Companies said both arms of the law could weigh on their business. Merck warned that sales and profits will be negatively affected by the inflation-linked Medicare rebates and by government drug price negotiation. The company also noted changes to Part D drug benefits that will increase liability for some manufacturers.

Gilead, in a quarterly filing, said the law “could have the effect of limiting the prices we can charge and increasing the rebates we must provide government programs for our products, thereby reducing our profitability and negatively impacting our financial results.”

It will take some time yet before the first list of drugs subject to price negotiation is known. The Centers for Medicare and Medicaid Services, which will implement that provision of the law, has begun hiring staff in preparation and recently began talking with drugmakers. The agency will collect data before it determines the 10 drugs it will initially negotiate prices for in 2026. The law directs the government to focus on drugs that account for the highest spending in Medicare and only have one supplier.

Yet a few companies have hinted at which they think might be selected for negotiation. On an Oct. 28 earnings call, AbbVie chief commercial officer Jeff Stewart told analysts that Imbruvica, a cancer drug that earned it $2.58 billion in the U.S. over the first nine months of 2022, could be one.

“It’s not unreasonable based on the size of Imbruvica to suspect it will be one of the earlier drugs that could potentially be negotiated,” Stewart said.

Lilly also sees a chance it will be targeted. In its filing, the company said “one or more significant Lilly products may be selected” for negotiation, potentially accelerating revenue declines.

Many companies have warned the law will disincentivize the development of small molecule drugs, noting that they’re exempted from negotiation for only nine years post approval, compared to 13 for biologic, or “large molecule” drugs.

Alkermes, which on Nov. 2 said it would spin off its cancer drug research into a separate company, cited that difference as a major reason for its decision. “It’s been reckoned that the difference between 13 and 9 years is about 50% of the total cash on cash from a revenue perspective,” said company CEO Richard Pops on a call with analysts.

“It’s not a matter of waiting for price controls that are set to be imposed in a matter of time, capital allocations have changed today in favor of biologic molecules over small molecules,” he added.

----

» EXERCISE
Print, word for word, the stretch of the passage on Medicare drug pricing that lies between "Alkermes, which on" and "call with analysts.", inclusive.

----

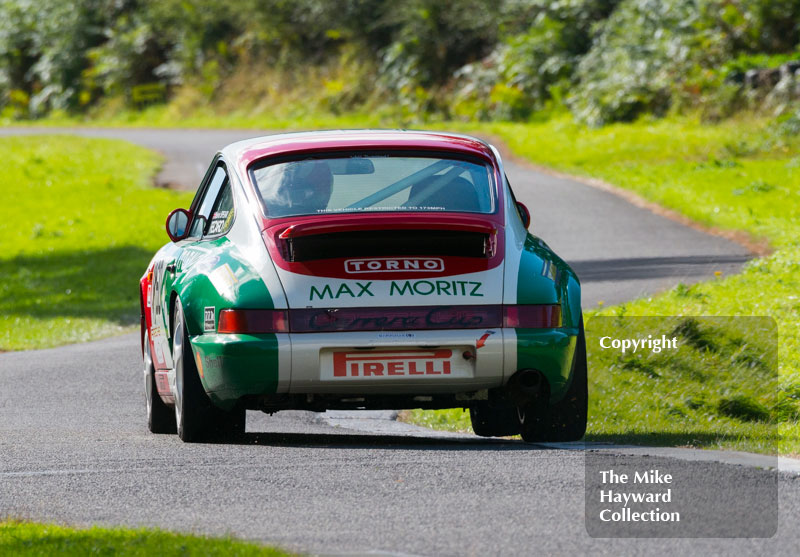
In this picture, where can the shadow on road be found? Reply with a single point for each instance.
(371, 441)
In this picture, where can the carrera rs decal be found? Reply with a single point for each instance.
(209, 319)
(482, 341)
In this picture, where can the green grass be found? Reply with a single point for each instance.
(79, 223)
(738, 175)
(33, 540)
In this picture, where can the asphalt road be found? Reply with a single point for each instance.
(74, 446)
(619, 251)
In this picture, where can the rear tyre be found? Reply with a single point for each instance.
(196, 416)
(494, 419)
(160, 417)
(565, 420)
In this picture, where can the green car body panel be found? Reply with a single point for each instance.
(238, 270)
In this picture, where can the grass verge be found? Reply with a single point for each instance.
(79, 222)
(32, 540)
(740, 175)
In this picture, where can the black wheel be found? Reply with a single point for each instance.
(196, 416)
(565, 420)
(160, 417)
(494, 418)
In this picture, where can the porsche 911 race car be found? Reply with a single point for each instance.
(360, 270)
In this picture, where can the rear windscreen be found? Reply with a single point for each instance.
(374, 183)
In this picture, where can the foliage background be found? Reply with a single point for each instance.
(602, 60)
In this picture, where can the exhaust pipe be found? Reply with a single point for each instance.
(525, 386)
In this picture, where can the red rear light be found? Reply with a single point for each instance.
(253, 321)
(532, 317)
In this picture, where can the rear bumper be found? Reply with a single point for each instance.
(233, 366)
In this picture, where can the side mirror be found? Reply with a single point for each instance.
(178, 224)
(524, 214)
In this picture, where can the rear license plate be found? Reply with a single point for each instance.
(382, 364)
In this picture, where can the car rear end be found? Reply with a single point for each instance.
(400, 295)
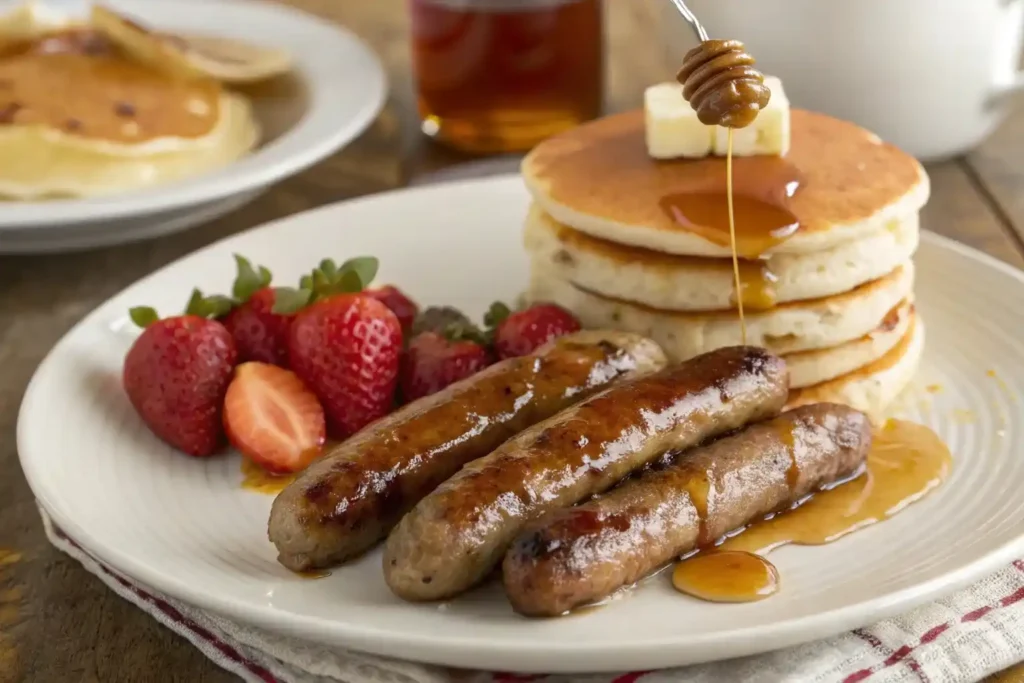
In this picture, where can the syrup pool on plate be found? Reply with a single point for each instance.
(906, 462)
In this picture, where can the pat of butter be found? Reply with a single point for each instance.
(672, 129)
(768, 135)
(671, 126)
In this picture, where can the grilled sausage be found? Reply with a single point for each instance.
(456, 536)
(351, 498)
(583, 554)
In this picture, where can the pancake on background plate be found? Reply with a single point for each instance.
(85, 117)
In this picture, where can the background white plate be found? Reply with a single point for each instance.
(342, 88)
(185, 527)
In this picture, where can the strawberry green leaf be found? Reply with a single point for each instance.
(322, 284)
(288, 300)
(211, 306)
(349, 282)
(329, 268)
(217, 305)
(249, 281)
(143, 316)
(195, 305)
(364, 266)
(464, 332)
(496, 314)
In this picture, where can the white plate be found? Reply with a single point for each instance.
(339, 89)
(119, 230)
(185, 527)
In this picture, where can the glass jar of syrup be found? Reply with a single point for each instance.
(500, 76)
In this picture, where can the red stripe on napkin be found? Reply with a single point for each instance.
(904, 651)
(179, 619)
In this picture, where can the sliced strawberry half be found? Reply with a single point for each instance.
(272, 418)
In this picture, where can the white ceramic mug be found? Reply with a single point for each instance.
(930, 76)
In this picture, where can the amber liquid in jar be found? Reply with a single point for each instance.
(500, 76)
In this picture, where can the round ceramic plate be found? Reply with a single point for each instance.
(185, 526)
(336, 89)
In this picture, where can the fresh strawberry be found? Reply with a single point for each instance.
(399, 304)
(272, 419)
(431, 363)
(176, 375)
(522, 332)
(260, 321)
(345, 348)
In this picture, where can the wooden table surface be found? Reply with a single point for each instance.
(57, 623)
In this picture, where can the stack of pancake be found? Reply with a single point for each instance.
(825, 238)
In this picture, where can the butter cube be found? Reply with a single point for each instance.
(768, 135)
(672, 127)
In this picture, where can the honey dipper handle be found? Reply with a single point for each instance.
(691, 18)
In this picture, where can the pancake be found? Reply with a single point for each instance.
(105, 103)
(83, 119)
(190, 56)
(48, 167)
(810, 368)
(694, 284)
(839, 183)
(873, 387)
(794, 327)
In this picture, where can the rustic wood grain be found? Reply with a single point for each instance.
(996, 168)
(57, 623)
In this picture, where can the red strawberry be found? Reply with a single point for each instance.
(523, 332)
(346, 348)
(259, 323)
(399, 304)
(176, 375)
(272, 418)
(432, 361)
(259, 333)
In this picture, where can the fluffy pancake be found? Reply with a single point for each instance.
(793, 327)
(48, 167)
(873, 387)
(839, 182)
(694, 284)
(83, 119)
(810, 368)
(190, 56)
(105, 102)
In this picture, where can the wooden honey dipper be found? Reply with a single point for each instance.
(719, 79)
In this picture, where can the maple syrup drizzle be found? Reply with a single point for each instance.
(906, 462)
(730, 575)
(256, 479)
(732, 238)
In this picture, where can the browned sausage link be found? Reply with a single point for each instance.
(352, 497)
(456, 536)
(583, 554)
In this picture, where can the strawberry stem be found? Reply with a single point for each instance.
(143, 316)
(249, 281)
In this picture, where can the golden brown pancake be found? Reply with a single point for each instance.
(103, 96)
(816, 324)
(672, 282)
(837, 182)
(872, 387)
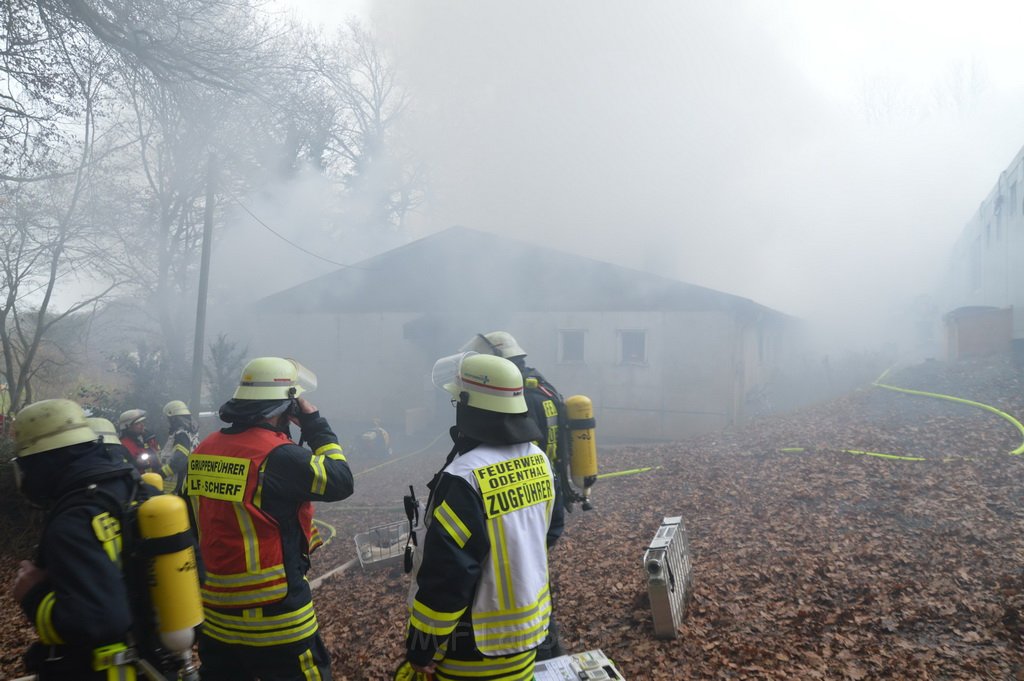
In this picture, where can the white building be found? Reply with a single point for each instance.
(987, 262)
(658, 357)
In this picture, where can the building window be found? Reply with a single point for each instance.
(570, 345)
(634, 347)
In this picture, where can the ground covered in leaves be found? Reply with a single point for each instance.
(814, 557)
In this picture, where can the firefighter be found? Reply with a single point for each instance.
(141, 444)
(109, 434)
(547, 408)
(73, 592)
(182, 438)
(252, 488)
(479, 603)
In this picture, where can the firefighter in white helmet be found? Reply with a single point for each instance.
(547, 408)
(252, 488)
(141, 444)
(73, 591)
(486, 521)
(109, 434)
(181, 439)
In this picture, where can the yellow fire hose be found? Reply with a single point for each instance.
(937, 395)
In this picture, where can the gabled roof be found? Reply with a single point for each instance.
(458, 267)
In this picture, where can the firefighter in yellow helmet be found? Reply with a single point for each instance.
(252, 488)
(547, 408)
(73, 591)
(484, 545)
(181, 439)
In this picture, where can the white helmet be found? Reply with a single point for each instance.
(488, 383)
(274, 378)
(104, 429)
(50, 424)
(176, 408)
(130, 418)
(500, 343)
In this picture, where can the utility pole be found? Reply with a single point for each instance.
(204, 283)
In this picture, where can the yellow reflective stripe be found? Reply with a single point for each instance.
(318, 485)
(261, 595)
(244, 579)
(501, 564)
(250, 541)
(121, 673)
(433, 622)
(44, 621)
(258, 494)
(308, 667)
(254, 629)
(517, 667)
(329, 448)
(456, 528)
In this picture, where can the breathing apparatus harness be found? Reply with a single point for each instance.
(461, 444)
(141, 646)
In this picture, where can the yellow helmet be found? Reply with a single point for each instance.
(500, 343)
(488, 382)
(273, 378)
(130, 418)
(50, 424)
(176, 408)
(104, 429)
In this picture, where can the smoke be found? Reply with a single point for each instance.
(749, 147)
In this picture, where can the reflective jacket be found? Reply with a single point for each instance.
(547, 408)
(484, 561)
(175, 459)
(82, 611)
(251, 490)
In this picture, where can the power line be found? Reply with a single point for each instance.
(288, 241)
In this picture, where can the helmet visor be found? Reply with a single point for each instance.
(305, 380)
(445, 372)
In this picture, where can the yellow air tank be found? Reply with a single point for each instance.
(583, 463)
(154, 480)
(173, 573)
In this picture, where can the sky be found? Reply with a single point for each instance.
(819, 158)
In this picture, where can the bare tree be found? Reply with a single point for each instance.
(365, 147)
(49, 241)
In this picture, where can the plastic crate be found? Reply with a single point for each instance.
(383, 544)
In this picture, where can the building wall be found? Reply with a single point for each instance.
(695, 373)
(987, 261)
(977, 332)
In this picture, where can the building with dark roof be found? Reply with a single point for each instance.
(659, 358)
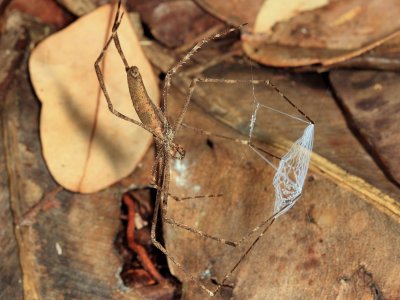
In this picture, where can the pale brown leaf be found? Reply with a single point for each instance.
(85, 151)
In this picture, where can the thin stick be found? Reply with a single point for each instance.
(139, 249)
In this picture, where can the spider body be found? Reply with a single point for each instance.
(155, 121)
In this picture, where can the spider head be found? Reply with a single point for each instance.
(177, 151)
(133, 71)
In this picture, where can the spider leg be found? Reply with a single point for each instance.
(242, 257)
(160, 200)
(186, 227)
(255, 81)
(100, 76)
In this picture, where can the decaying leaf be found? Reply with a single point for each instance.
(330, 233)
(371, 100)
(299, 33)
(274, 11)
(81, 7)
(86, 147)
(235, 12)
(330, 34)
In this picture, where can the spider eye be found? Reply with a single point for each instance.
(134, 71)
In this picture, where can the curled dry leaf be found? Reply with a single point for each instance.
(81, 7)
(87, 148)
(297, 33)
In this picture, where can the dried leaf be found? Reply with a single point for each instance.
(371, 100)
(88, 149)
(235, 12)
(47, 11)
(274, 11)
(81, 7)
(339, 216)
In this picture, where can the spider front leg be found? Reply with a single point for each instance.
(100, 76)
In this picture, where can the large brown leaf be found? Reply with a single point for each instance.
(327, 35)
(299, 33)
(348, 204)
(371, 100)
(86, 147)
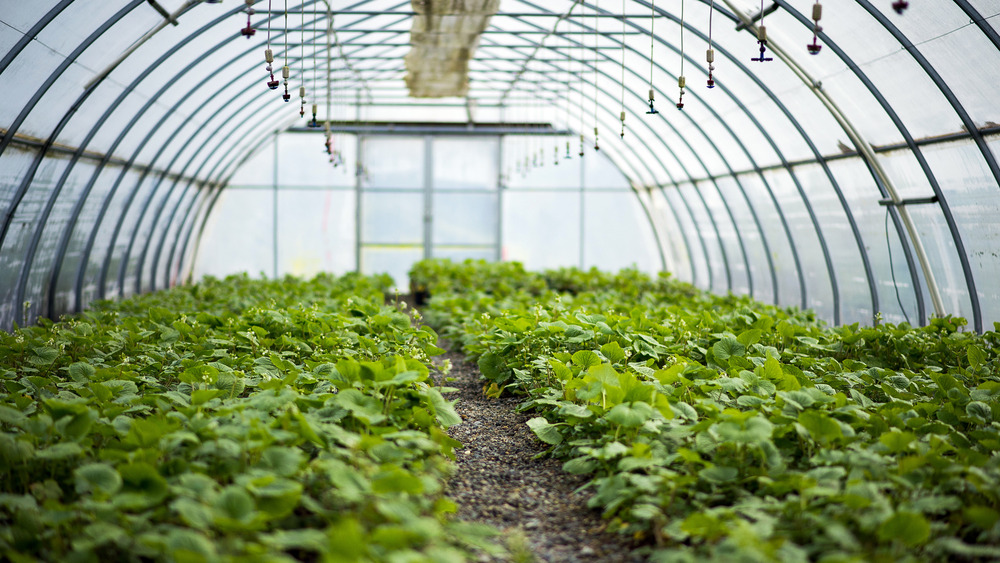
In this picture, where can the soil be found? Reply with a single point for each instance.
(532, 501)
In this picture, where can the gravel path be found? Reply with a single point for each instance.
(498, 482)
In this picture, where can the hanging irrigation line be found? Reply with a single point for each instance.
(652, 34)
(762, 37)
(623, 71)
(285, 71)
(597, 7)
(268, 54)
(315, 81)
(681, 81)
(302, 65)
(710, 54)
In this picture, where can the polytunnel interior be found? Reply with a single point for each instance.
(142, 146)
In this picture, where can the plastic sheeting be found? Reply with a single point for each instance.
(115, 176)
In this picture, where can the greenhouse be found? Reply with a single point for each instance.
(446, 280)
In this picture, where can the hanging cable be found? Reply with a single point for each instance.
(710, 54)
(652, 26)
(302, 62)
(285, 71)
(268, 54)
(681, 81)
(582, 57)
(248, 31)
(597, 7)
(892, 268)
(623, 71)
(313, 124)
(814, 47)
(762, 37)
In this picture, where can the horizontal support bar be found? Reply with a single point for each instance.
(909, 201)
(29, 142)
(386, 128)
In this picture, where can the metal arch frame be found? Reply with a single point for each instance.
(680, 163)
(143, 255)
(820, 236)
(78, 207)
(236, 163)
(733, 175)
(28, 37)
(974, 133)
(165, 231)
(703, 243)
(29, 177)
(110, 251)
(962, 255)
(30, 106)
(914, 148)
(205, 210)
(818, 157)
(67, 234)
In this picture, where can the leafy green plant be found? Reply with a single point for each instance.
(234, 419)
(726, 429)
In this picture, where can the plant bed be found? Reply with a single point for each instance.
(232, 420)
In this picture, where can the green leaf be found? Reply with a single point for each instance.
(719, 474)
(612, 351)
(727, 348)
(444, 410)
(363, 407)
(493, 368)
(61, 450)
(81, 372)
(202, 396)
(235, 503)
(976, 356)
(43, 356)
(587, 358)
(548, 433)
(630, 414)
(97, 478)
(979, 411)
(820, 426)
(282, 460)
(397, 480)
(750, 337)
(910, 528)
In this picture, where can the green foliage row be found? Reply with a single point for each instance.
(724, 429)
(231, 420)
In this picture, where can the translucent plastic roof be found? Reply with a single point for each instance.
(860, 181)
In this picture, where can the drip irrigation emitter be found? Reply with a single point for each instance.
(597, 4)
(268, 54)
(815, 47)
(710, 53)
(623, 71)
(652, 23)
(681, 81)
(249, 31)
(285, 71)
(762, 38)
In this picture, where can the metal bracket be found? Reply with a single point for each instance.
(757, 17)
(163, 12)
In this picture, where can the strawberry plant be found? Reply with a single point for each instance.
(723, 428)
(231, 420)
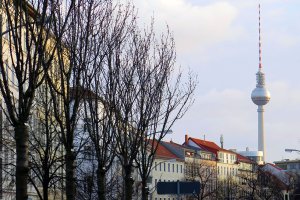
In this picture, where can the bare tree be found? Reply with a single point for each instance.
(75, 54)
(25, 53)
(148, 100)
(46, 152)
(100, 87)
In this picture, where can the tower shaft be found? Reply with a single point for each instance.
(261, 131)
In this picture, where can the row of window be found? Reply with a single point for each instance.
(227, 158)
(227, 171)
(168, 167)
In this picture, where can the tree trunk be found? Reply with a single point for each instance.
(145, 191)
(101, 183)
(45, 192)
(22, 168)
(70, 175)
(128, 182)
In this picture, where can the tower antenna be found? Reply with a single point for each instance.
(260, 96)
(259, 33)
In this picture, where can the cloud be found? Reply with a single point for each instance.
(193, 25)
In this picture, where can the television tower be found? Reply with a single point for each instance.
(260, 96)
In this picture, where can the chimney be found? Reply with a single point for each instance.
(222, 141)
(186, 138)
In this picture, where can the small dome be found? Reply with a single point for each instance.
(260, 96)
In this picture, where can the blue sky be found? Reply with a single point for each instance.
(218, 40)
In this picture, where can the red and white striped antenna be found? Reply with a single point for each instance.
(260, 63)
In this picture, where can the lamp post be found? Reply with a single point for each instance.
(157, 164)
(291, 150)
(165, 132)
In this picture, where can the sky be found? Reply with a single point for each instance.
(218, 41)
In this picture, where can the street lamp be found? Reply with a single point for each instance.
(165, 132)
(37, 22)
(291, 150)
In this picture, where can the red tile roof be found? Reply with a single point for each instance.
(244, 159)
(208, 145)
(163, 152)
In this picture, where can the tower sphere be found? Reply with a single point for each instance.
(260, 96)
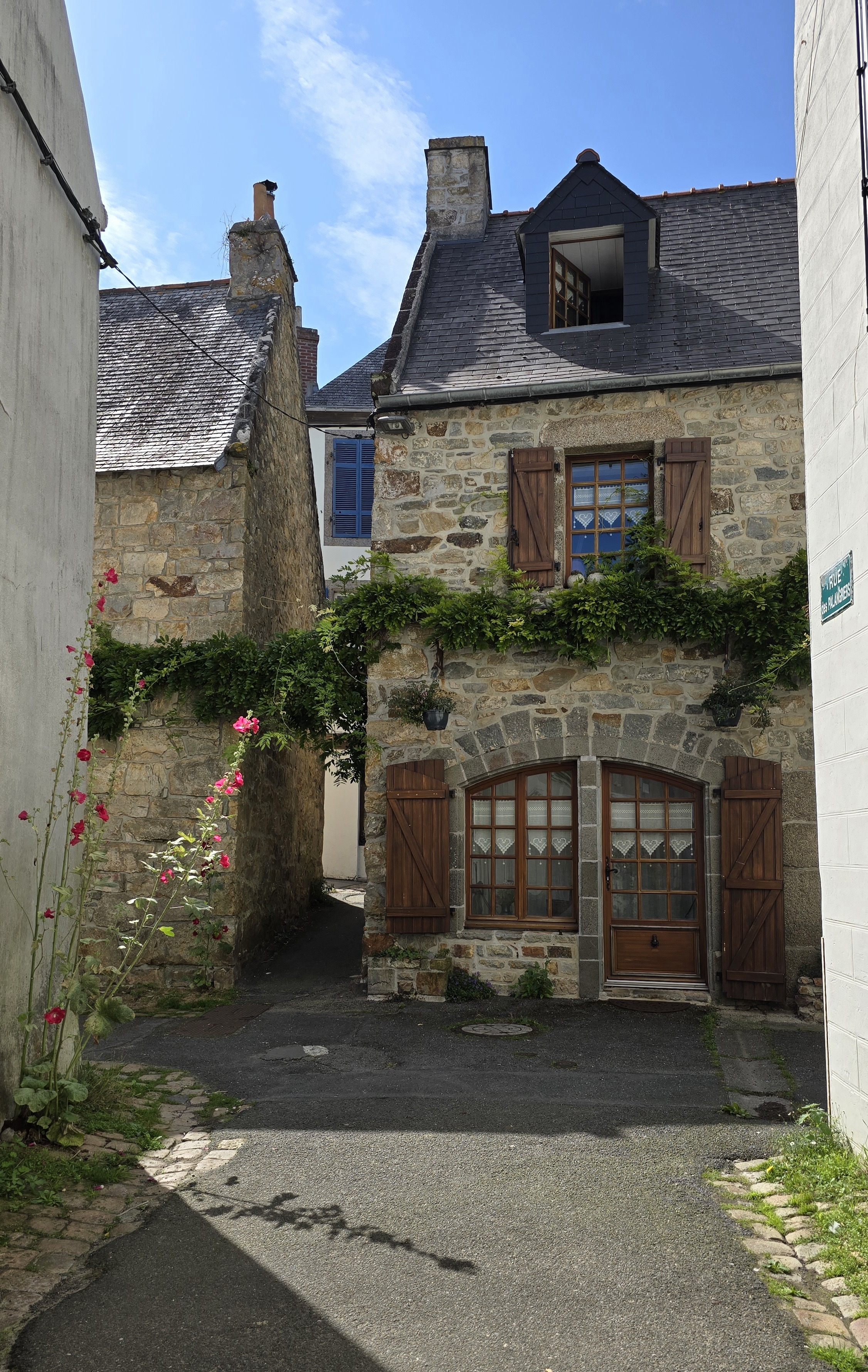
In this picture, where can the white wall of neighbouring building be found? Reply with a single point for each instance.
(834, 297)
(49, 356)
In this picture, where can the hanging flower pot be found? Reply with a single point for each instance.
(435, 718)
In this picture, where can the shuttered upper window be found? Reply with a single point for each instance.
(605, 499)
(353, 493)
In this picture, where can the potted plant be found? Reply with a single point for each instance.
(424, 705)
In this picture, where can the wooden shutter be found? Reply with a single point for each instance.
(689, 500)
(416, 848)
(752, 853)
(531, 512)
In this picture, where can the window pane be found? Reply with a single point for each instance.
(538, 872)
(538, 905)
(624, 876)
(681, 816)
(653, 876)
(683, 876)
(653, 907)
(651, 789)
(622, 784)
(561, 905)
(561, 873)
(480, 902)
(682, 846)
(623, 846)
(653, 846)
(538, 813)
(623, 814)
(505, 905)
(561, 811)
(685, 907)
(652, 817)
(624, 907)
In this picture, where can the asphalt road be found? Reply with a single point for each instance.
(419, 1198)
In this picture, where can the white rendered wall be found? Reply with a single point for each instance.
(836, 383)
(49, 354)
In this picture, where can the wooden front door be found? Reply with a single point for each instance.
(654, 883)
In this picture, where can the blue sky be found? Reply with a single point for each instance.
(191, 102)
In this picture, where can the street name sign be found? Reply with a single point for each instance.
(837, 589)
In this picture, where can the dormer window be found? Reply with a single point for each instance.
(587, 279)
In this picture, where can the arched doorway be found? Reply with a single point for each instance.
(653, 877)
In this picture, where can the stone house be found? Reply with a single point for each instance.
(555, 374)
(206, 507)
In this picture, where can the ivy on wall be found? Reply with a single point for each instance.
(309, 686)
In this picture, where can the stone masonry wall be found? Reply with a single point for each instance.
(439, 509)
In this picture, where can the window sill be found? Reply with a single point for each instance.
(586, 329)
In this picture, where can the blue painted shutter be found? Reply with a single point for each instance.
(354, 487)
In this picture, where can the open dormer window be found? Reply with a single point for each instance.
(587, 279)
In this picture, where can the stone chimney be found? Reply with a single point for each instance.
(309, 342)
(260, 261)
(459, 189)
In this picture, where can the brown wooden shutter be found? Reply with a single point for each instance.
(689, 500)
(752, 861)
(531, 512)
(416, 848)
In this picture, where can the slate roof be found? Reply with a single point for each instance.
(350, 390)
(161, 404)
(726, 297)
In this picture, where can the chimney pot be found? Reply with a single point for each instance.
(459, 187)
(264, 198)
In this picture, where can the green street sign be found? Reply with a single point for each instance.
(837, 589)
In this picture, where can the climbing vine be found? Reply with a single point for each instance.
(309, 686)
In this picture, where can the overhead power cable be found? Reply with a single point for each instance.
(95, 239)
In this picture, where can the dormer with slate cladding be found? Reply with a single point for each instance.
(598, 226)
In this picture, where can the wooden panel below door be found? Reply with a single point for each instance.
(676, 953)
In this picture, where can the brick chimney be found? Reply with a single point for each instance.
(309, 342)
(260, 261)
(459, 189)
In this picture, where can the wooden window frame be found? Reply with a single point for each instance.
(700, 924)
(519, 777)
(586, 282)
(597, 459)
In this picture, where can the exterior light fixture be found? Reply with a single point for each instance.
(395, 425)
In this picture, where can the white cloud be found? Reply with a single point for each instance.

----

» RESULT FOR THIS TASK
Alkermes, which on Nov. 2 said it would spin off its cancer drug research into a separate company, cited that difference as a major reason for its decision. “It’s been reckoned that the difference between 13 and 9 years is about 50% of the total cash on cash from a revenue perspective,” said company CEO Richard Pops on a call with analysts.